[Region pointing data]

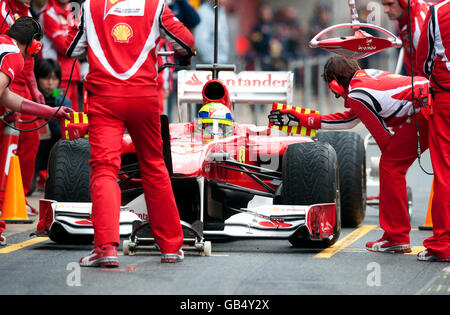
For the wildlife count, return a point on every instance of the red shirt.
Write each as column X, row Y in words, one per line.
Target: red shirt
column 419, row 10
column 10, row 11
column 11, row 60
column 121, row 40
column 56, row 22
column 379, row 100
column 433, row 51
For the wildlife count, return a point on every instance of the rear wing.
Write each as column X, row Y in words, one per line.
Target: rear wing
column 247, row 87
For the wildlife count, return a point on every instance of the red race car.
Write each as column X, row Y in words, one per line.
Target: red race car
column 234, row 180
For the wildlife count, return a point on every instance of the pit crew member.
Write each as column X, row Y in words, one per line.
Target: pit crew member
column 121, row 40
column 379, row 100
column 25, row 85
column 56, row 20
column 432, row 59
column 397, row 10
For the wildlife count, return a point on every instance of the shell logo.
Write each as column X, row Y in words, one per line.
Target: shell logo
column 122, row 32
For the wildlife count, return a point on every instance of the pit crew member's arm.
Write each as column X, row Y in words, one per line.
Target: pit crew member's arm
column 370, row 118
column 425, row 48
column 18, row 104
column 178, row 35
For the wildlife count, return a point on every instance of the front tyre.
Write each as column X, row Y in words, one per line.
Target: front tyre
column 310, row 176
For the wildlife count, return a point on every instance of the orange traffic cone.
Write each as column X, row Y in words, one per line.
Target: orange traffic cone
column 428, row 221
column 14, row 206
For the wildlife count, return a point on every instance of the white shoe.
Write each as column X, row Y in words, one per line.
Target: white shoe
column 172, row 257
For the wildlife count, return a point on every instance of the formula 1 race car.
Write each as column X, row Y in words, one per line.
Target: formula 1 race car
column 255, row 182
column 247, row 181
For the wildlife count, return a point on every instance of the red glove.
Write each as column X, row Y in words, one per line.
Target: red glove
column 37, row 96
column 293, row 118
column 31, row 108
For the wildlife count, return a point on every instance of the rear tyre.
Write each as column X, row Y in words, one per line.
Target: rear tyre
column 310, row 176
column 349, row 147
column 69, row 171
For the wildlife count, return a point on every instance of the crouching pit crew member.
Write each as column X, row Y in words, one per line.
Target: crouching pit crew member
column 121, row 39
column 17, row 45
column 379, row 100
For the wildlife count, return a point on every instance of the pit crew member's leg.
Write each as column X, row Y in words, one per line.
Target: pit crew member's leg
column 395, row 160
column 439, row 244
column 106, row 129
column 143, row 124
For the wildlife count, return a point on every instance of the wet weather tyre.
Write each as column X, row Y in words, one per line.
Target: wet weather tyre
column 69, row 171
column 310, row 176
column 349, row 147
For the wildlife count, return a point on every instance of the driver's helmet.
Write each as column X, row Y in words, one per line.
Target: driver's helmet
column 215, row 120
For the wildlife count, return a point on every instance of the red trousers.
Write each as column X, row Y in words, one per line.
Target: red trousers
column 439, row 243
column 108, row 118
column 396, row 158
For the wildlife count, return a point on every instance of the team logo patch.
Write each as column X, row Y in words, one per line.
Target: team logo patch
column 122, row 32
column 124, row 8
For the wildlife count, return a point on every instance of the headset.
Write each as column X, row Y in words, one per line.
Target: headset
column 403, row 3
column 333, row 85
column 34, row 46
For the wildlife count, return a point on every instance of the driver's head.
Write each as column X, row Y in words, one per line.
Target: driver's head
column 215, row 121
column 338, row 72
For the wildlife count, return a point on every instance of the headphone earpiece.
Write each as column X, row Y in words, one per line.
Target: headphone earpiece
column 336, row 88
column 403, row 3
column 34, row 48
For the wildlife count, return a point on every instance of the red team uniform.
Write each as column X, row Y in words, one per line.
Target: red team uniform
column 121, row 39
column 419, row 10
column 433, row 61
column 25, row 85
column 11, row 64
column 56, row 22
column 380, row 100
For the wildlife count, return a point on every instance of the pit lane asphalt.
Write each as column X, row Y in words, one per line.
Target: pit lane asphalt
column 240, row 267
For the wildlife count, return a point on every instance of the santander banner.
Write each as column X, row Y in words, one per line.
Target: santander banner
column 246, row 81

EXERCISE PROMPT | Repeat the exact lines from the first line of the data through the line containing "1 race car.". Nothing else, no pictures.

TASK ANSWER |
For the wildlife count, return a point on every instance of the red shirt.
Write each as column X, row Y in words, one per line.
Target: red shirt
column 419, row 10
column 10, row 11
column 11, row 60
column 121, row 40
column 56, row 22
column 379, row 100
column 433, row 51
For the wildlife count, return a point on every instance of the rear wing.
Write each as column X, row Y in words, one per line.
Target: rear wing
column 247, row 87
For the wildlife count, return a point on every instance of the red race car.
Write each as column X, row Y in words, one per line.
Target: red race car
column 234, row 180
For the wildlife count, return a point on every instance of the pit crew member.
Write each as column X, row Y in words, one per line.
Target: pit crew member
column 121, row 40
column 379, row 100
column 25, row 85
column 56, row 20
column 432, row 59
column 397, row 10
For the wildlife count, return a point on every instance of the shell logo.
Write each as column X, row Y in words, one per line.
Target: shell logo
column 122, row 32
For the wildlife count, return a point on every instance of the pit crew member's arm.
Write each as column X, row Y in words, one per line.
Target: pit crew member's arm
column 370, row 118
column 425, row 48
column 18, row 104
column 178, row 35
For the wildlife count, return a point on every instance of the front tyre.
Write each as column X, row Y in words, one per line.
Target: front tyre
column 310, row 176
For the wildlife count, return a point on every instance of the orange traffic cone.
Write each as column X, row Y in words, one per line.
Target: orange traffic cone
column 428, row 221
column 14, row 206
For the wildlife count, return a point on every instance of the white shoe.
Write each as column X, row Y in words, one per line.
Target: white shoe
column 172, row 257
For the wildlife count, return a point on every instance of the formula 1 race car.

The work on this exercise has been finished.